-- START DATASET EXTRACT --
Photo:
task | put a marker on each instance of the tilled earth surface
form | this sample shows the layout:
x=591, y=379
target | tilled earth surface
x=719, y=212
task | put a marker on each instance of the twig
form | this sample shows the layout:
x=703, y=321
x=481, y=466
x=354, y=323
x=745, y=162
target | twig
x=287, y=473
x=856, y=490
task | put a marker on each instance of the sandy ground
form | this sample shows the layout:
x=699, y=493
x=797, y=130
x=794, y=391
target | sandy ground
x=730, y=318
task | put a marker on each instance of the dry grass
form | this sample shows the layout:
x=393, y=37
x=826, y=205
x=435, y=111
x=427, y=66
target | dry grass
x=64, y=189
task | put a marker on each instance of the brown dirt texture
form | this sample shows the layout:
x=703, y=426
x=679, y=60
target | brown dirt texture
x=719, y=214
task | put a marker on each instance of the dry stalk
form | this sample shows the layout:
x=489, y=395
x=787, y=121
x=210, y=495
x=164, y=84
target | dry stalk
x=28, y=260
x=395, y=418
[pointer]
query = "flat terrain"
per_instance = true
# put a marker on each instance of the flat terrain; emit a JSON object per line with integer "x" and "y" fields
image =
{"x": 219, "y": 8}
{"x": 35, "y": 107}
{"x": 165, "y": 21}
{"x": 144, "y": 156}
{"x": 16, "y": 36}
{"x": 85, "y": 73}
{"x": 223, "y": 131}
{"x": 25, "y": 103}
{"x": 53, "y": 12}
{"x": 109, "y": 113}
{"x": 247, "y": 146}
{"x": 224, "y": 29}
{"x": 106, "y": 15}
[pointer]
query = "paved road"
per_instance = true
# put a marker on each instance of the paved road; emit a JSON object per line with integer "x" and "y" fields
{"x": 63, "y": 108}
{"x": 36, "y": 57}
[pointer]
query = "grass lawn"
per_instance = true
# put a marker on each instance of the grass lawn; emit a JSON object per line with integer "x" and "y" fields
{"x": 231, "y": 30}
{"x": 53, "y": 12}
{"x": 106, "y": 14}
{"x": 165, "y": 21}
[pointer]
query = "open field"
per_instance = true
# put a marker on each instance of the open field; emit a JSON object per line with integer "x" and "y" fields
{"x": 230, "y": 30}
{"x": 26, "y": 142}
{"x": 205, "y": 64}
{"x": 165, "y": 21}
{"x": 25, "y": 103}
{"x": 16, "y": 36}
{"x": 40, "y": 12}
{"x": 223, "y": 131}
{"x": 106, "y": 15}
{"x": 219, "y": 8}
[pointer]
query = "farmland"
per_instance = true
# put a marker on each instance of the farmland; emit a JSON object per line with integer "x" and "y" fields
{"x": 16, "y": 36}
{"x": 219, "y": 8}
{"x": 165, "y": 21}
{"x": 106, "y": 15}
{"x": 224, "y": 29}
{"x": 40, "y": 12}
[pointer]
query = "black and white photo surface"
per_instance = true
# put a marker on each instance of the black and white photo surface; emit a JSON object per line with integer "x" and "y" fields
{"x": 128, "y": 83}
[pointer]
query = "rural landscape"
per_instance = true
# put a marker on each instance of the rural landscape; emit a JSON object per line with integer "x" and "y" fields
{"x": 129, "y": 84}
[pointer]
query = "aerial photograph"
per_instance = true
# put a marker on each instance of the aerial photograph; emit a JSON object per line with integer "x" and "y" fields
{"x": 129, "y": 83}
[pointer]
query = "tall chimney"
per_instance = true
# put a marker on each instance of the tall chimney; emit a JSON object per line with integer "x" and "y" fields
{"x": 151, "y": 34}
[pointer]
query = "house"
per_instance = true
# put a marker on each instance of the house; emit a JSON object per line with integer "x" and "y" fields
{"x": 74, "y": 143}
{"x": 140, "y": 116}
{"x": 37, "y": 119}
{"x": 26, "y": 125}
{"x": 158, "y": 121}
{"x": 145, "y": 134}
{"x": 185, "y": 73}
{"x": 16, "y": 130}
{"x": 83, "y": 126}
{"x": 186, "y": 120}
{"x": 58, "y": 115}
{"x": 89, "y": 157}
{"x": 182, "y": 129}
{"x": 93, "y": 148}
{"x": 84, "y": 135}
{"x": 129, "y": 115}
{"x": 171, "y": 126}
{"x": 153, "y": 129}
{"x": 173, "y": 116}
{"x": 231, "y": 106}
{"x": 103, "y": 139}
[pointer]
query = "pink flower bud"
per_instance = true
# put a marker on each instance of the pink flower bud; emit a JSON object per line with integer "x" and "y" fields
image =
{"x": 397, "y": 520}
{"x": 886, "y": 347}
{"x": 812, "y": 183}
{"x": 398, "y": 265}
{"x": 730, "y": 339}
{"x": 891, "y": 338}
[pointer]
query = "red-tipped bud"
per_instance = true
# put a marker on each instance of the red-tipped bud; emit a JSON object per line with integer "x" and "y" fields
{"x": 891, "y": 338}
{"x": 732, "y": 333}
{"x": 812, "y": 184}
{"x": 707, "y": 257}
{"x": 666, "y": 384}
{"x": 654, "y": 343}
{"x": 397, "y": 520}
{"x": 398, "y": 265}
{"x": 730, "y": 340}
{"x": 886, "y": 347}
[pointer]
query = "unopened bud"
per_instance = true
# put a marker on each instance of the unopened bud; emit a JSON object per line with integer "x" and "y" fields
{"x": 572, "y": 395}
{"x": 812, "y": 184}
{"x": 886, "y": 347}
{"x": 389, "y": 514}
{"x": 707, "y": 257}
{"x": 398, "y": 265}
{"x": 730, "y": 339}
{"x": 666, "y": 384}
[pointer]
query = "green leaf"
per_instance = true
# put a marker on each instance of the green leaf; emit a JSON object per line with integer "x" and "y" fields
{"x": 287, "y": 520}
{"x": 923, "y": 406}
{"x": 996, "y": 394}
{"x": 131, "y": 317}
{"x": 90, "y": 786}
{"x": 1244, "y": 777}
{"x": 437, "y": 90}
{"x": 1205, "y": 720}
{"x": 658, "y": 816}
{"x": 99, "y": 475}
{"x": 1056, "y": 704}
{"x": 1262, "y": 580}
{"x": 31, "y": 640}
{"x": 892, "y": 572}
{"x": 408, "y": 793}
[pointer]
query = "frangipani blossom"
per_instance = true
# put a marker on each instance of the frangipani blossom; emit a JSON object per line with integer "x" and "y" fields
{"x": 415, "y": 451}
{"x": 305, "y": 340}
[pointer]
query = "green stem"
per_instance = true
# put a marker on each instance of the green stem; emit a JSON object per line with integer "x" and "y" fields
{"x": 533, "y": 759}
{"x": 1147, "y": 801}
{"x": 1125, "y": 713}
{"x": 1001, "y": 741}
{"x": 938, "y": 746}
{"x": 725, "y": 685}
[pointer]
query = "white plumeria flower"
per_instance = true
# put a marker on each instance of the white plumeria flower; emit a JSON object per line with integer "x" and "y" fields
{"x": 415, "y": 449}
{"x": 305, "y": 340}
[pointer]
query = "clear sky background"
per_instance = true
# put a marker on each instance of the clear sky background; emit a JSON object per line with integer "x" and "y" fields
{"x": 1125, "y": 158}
-- END DATASET EXTRACT --
JOB
Print the listing above in its entirety, with every line exact.

REPLY
Photo:
task | put a marker on each instance of the tilled earth surface
form | this sample shows the layout:
x=591, y=379
target | tilled earth surface
x=719, y=212
task | put a marker on each instance of the twig
form | this sample shows the layout:
x=703, y=321
x=481, y=466
x=354, y=323
x=745, y=162
target | twig
x=287, y=473
x=856, y=490
task | put a marker on each instance of the sandy ground
form | this sample shows the layout:
x=699, y=493
x=797, y=130
x=794, y=391
target | sandy ground
x=730, y=318
task | put a marker on each instance of the dry grass
form | this sample shows the layout:
x=393, y=37
x=826, y=205
x=435, y=111
x=427, y=66
target | dry grass
x=64, y=189
task | put a marker on each instance of the brown dirt texture
form | this sample shows the layout:
x=703, y=426
x=679, y=60
target | brown dirt texture
x=719, y=214
task | put a marker on each instance of the dry stalk
form | this sample shows the layout:
x=489, y=395
x=787, y=121
x=210, y=495
x=164, y=84
target | dry stalk
x=28, y=260
x=395, y=418
[pointer]
query = "flat terrain"
per_instance = true
# put a marker on each instance of the flat terrain; emit a JSON object per line with integer "x" and "y" fields
image =
{"x": 219, "y": 8}
{"x": 35, "y": 107}
{"x": 165, "y": 21}
{"x": 144, "y": 156}
{"x": 16, "y": 36}
{"x": 85, "y": 73}
{"x": 223, "y": 131}
{"x": 25, "y": 103}
{"x": 53, "y": 12}
{"x": 109, "y": 113}
{"x": 247, "y": 146}
{"x": 224, "y": 29}
{"x": 106, "y": 15}
[pointer]
query = "paved road"
per_instance = true
# put a marker on each instance of the paved road; emit a JSON object per line with integer "x" and "y" fields
{"x": 63, "y": 108}
{"x": 36, "y": 57}
[pointer]
query = "grass lawn"
per_instance = true
# put a marker on each instance of the grass lawn; emit a JSON object per line with integer "x" and "y" fields
{"x": 231, "y": 30}
{"x": 53, "y": 12}
{"x": 106, "y": 14}
{"x": 165, "y": 21}
[pointer]
query = "open field"
per_instance = true
# put a marker on each instance of the open field; emit a JSON object per line with integer "x" and "y" fields
{"x": 230, "y": 30}
{"x": 26, "y": 142}
{"x": 205, "y": 64}
{"x": 165, "y": 21}
{"x": 25, "y": 103}
{"x": 16, "y": 36}
{"x": 40, "y": 12}
{"x": 223, "y": 131}
{"x": 106, "y": 15}
{"x": 219, "y": 8}
[pointer]
query = "farmland"
per_instance = true
# put a marker on each instance of the farmland; emit a JSON object per line with integer "x" and "y" fields
{"x": 16, "y": 36}
{"x": 219, "y": 8}
{"x": 165, "y": 21}
{"x": 106, "y": 15}
{"x": 224, "y": 29}
{"x": 40, "y": 12}
[pointer]
query = "black and white photo surface"
per_instance = true
# put a marker on each instance of the black and white photo surface; emit a JSON object per line with integer "x" and "y" fields
{"x": 128, "y": 83}
[pointer]
query = "rural landscape"
per_instance = true
# put a marker on each instance of the rural landscape; emit a JSON object per line with integer "x" and "y" fields
{"x": 129, "y": 84}
[pointer]
query = "aerial photograph"
per_instance = true
# put a marker on each instance of the aerial photograph; emit a JSON object per line with integer "x" and "y" fields
{"x": 129, "y": 83}
[pointer]
query = "tall chimney"
per_instance = true
# put a marker on each instance of the tall chimney; emit a JSON object per line with integer "x" and "y" fields
{"x": 151, "y": 34}
[pointer]
query = "house"
per_instance = true
# put a marker on each instance of the house; emit a JSON object per line with integer "x" and "y" fields
{"x": 74, "y": 143}
{"x": 140, "y": 116}
{"x": 37, "y": 119}
{"x": 26, "y": 125}
{"x": 158, "y": 121}
{"x": 145, "y": 134}
{"x": 185, "y": 73}
{"x": 16, "y": 130}
{"x": 83, "y": 126}
{"x": 186, "y": 120}
{"x": 58, "y": 115}
{"x": 89, "y": 157}
{"x": 182, "y": 129}
{"x": 93, "y": 148}
{"x": 84, "y": 135}
{"x": 129, "y": 115}
{"x": 171, "y": 126}
{"x": 153, "y": 129}
{"x": 173, "y": 116}
{"x": 231, "y": 106}
{"x": 103, "y": 139}
[pointer]
query = "pink flower bud"
per_instance = true
# put a marker on each instance of the pink flower bud; emit a JSON object per line with integer "x" and "y" fields
image =
{"x": 397, "y": 520}
{"x": 886, "y": 347}
{"x": 812, "y": 183}
{"x": 398, "y": 265}
{"x": 730, "y": 339}
{"x": 891, "y": 338}
[pointer]
query = "red-tipped bud"
per_instance = true
# put a marker on each instance of the red-tipped bud; emit a JSON object per line with integer "x" and "y" fields
{"x": 891, "y": 338}
{"x": 732, "y": 333}
{"x": 812, "y": 184}
{"x": 707, "y": 257}
{"x": 666, "y": 384}
{"x": 654, "y": 343}
{"x": 397, "y": 520}
{"x": 398, "y": 265}
{"x": 730, "y": 340}
{"x": 886, "y": 347}
[pointer]
query = "unopened bud"
per_instance = true
# put a marker on each instance of the unopened bud; emit a JSON object per line with integer "x" and "y" fields
{"x": 572, "y": 395}
{"x": 812, "y": 184}
{"x": 886, "y": 347}
{"x": 389, "y": 514}
{"x": 707, "y": 257}
{"x": 398, "y": 265}
{"x": 730, "y": 339}
{"x": 666, "y": 384}
[pointer]
query = "green leaf"
per_instance = true
# put a marker on each instance of the green leaf; emit a JSON object per line with integer "x" and "y" fields
{"x": 287, "y": 520}
{"x": 923, "y": 406}
{"x": 996, "y": 394}
{"x": 131, "y": 317}
{"x": 90, "y": 786}
{"x": 1244, "y": 777}
{"x": 437, "y": 90}
{"x": 1205, "y": 720}
{"x": 658, "y": 816}
{"x": 99, "y": 475}
{"x": 1056, "y": 704}
{"x": 1262, "y": 580}
{"x": 31, "y": 640}
{"x": 892, "y": 572}
{"x": 408, "y": 793}
[pointer]
query = "frangipani blossom"
per_instance = true
# put a marker on each instance of the frangipani blossom; emit a JSON object per line with integer "x" and "y" fields
{"x": 415, "y": 451}
{"x": 305, "y": 340}
[pointer]
query = "green stem"
per_instance = true
# put a marker on each instance of the green stem; emit a JSON object per line with integer "x" and "y" fields
{"x": 533, "y": 759}
{"x": 1147, "y": 801}
{"x": 1125, "y": 713}
{"x": 1001, "y": 741}
{"x": 938, "y": 746}
{"x": 725, "y": 685}
[pointer]
query = "white plumeria flower"
per_instance = true
# put a marker on each instance of the white plumeria flower; emit a JSON object per line with integer "x" and "y" fields
{"x": 415, "y": 449}
{"x": 305, "y": 340}
[pointer]
query = "clear sky background"
per_instance = true
# put a marker on each instance of the clear sky background; emit a JSON object per line with integer "x" and "y" fields
{"x": 1125, "y": 158}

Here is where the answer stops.